| SOURCE PASSAGE |
>>>>>
Molinari was a Republican member of the New York State Assembly from 1975 to 1980, sitting in the 181st, 182nd and 183rd New York State Legislatures. He was a delegate to the New York State Republican conventions in 1979 and the Republican National Convention in both 1980 and 1984.

In 1980, he was elected to the House of Representatives, unseating nine-term Democrat John M. Murphy. The district included all of Staten Island and most of Lower Manhattan. In 1982, his district lost its share of Manhattan, and was instead merged with a Brooklyn-based district that was held by four-term Democrat Leo Zeferetti. He won with 57% of the vote, and was reelected to the three succeeding Congresses with minimal opposition and served from January 3, 1981.

On December 31, 1989, Molinari resigned to become Borough President of Staten Island. He was succeeded by his daughter, Susan, who also served on the New York City Council. He served as Borough President from January 1, 1990, to December 31, 2001.

In 1994, a week before the statewide elections, Molinari announced his view that Karen Burstein, the Democratic nominee for New York Attorney General, was not qualified to serve as attorney general because she was a lesbian. The combination of Molinari's remarks, a strong national Republican showing, and the win of George Pataki in the governor's race, led to Republican Dennis Vacco's narrowly defeating Burstein. The New York Times called his remarks "gutter politics".

In 1995, Molinari ran for Richmond County District Attorney. He lost the race to Democratic incumbent, William L. Murphy.

==A Life of Service (book)==
Molinari co-authored his autobiography A Life of Service with former NYC Police Lieutenant Patricia Feerick-Kossman, a highly decorated cop, lawyer, and registered nurse. In 1990, with a search warrant still pending, she had launched a technically legal random door-to-door search that went beyond legal bounds.
<<<<<
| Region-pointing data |
>>>>>
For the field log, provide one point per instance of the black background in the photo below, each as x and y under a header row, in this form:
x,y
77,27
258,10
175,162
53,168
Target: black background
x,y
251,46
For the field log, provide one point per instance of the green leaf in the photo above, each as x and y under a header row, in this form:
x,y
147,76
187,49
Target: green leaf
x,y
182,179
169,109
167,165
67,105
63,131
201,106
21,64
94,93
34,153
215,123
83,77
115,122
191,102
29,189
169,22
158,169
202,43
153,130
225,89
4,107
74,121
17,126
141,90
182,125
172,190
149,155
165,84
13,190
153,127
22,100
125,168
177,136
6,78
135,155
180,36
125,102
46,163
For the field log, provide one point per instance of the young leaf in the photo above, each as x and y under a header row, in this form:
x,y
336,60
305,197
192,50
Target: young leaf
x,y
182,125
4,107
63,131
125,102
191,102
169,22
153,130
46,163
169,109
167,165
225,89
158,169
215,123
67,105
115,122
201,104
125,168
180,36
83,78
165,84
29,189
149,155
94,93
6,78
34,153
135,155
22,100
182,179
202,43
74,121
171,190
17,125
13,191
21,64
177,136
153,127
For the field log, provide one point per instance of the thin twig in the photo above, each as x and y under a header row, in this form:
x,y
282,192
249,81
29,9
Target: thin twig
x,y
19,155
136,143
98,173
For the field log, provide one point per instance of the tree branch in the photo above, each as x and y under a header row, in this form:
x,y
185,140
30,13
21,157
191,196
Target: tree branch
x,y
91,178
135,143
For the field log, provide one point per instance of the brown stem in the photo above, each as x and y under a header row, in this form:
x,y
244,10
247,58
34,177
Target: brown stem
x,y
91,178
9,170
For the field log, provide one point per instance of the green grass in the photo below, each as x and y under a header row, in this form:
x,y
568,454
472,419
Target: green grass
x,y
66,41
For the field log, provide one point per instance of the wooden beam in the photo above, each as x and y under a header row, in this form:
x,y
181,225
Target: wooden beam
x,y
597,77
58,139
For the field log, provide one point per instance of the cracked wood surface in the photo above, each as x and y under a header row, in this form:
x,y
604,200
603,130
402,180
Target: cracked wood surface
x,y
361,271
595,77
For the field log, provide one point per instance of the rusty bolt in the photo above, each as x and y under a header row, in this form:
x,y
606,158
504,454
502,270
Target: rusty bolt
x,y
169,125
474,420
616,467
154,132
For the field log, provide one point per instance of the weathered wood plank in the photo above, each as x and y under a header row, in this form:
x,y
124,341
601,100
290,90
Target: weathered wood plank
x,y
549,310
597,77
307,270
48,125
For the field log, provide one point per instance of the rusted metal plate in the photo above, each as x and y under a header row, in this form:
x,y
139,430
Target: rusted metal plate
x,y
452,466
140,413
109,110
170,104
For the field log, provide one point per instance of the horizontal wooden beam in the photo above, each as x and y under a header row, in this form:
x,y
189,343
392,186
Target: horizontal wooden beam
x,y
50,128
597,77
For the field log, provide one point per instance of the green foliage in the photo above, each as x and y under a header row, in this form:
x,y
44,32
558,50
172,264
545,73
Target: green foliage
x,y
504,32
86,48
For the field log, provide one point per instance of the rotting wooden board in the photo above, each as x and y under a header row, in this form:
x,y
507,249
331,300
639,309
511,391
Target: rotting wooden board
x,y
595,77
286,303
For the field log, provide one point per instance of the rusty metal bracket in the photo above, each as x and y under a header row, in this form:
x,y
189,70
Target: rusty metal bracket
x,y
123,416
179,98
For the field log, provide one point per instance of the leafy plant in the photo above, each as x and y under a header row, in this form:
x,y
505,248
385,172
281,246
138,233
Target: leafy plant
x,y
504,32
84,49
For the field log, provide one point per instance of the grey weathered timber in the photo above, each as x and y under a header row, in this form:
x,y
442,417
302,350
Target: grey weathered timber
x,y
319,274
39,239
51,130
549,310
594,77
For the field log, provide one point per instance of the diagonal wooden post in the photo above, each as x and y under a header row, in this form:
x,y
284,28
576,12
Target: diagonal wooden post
<<<<<
| TASK REQUIREMENTS |
1. In the Molinari passage, whom did Molinari unseat when he was elected to the House of Representatives in 1980?
2. Please reproduce the Molinari passage from "In 1980, he" up to and including "January 3, 1981.".

| SOLVED TASKS |
1. Nine-term Democrat John M. Murphy.

2.
In 1980, he was elected to the House of Representatives, unseating nine-term Democrat John M. Murphy. The district included all of Staten Island and most of Lower Manhattan. In 1982, his district lost its share of Manhattan, and was instead merged with a Brooklyn-based district that was held by four-term Democrat Leo Zeferetti. He won with 57% of the vote, and was reelected to the three succeeding Congresses with minimal opposition and served from January 3, 1981.